* **THE PROBLEM**
In the passage on tuning features per node, which procedure computes the MSE inside the loop?

Now that we've set our default non-tuning parameters we will perform our grid search to tune the features per node. The first step is to initialize our grid and storage matrices.

/*
** Initialize grid and
** storage matrices
*/
// Create vector of possible
// features per node values
featuresPerSplit = seqa(1, 1, cols(X));

// Create storage dataframe for MSE
// with one column for training mse
// and one column for testing mse
mse = asDF(zeros(rows(featuresPerSplit), 2), "Train", "Test");

Note that in the case of tuning a single parameter, we only have to search over a vector of potential values, not a grid.

Next, we will loop over each possible value of features per split. For each potential value we:

Fit decision forest model using the training data.
Predict outcomes using the training data.
Predict outcomes using the testing data.
Compute the MSE for both the training and testing predictions.
Store the MSE values.

// Loop over all potential values
// of features per node
for i(1, rows(featuresPerSplit), 1);

    // Set featuresPerSplit parameter
    dfc.featuresPerSplit = featuresPerSplit[i];

    /*
    ** Decision Forest Model
    */
    // Declare 'mdl' to be an instance of a
    // dfModel structure to hold the estimation results
    struct dfModel mdl;

    // Fit the model with default settings
    mdl = decForestRFit(y_train, X_train, dfc);

    // Make predictions using training data
    df_prediction_train = decForestPredict(mdl, X_train);

    // Make predictions using testing data
    df_prediction_test = decForestPredict(mdl, X_test);

    /*
    ** Compute and store mse
    */
    // Training set MSE
    mse[i, "Train"] = meanSquaredError(y_train, df_prediction_train);

    // Testing set MSE
    mse[i, "Test"] = meanSquaredError(y_test, df_prediction_test);

endfor;

Note that within our loop we use the GML procedure, meanSquaredError to compute our MSE.

Results

A visualization of our MSE values gives us some insight into what happens as we increase the features per node in our decision forest model:

As we increase the features per node up to about 5 or 6, we see a general downward trend in both the testing and training MSE. Over this period, the increased features per node allows the model to capture more complex interactions and dependencies in the data.
Increasing the features per node beyond 6, results in a general upward trend in testing MSE and downward trend in training MSE. This points to overfitting. The model fits the training data too well - it captures noise and irrelevant patterns, which leads to decreased performance on the unseen testing data.

To confirm our optimal features per node parameter setting, we can locate the minimum testing MSE:

// Find the row index of the lowest MSE
idx = minindc(mse[., "Test"]);

// NOTE: two semi-colons at the end of a print statement
//       prevents it from printing a newline at the end
print "Optimal features per node: ";; featuresPerSplit[idx];
print "Minimum test MSE:";; asmatrix(mse[idx, "Test"]);

This confirms that the optimal features per leaf is 6 with a testing MSE of 3.212.

* **DATASET EXTRACT**
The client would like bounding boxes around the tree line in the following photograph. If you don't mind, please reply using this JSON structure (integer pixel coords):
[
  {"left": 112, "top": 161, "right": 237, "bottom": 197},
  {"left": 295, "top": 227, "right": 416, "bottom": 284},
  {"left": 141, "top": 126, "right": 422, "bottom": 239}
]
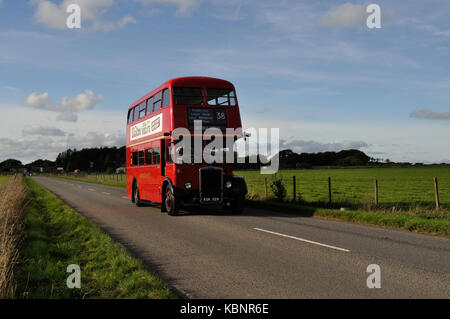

...

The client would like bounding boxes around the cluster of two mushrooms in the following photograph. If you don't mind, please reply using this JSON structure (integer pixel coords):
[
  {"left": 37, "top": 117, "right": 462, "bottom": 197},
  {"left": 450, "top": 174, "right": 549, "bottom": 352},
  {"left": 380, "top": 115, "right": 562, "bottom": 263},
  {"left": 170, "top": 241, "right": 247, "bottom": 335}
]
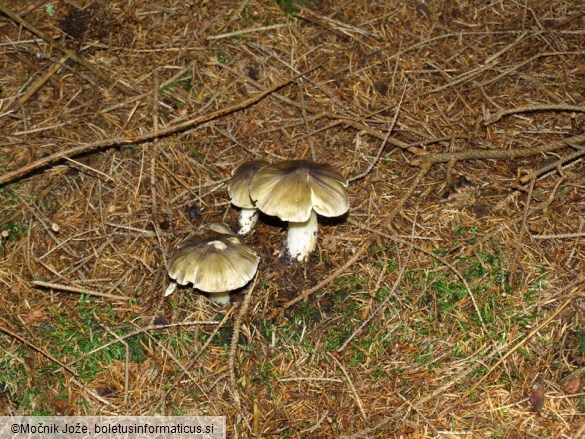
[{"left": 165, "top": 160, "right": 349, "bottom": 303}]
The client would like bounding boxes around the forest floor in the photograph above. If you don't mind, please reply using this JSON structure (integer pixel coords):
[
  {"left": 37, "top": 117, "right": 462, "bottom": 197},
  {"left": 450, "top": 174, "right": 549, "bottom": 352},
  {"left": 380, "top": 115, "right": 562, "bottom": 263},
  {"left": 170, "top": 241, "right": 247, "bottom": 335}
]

* **OUTPUT**
The GML procedure meanSquaredError.